### DIRECTIONS
State how many lines in the data below contain the string "hair", matching case exactly. Provide only the number.

### DATA PROVIDED
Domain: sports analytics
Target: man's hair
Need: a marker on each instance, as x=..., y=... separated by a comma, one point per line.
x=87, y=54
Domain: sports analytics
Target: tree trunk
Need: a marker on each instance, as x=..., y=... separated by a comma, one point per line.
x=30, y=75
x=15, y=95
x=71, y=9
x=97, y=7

---

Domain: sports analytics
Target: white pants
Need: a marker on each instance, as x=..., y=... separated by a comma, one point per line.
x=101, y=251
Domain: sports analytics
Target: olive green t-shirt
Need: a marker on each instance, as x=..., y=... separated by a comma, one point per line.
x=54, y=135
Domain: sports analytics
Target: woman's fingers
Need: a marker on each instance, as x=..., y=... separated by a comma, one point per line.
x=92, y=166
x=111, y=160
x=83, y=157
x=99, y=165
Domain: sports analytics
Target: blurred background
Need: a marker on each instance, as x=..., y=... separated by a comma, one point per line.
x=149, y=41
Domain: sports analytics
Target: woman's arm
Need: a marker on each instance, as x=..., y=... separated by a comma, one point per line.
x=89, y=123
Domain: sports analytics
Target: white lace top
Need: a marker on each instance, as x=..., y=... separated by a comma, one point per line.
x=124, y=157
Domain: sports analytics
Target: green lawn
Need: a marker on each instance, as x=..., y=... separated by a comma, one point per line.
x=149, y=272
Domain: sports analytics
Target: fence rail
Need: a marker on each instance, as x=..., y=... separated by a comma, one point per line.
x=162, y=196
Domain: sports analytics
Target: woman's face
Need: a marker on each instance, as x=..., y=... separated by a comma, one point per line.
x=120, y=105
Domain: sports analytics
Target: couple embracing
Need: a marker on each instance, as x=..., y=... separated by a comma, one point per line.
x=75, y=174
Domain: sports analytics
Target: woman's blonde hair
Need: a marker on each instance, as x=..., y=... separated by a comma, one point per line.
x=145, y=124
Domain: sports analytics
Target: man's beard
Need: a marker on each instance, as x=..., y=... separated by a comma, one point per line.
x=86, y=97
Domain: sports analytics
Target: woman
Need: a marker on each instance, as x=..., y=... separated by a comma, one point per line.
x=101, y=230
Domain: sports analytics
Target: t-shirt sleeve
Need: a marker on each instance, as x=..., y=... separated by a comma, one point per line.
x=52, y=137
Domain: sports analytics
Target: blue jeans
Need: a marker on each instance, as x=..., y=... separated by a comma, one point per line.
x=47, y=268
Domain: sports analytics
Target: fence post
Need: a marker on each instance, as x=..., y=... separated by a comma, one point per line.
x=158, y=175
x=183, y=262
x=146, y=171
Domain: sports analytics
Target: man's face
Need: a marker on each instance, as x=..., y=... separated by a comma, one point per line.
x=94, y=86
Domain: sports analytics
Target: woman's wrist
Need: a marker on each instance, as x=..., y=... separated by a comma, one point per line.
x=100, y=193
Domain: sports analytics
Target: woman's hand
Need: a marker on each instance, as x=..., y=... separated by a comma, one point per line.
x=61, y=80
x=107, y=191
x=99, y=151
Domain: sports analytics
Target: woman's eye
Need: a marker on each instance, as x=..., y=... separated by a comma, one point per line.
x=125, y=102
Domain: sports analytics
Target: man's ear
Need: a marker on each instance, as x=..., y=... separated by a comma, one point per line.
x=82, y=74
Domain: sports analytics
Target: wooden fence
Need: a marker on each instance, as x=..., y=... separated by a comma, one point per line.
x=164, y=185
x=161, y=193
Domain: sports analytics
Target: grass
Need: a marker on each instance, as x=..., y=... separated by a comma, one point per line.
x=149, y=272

### RESULT FOR THIS TASK
2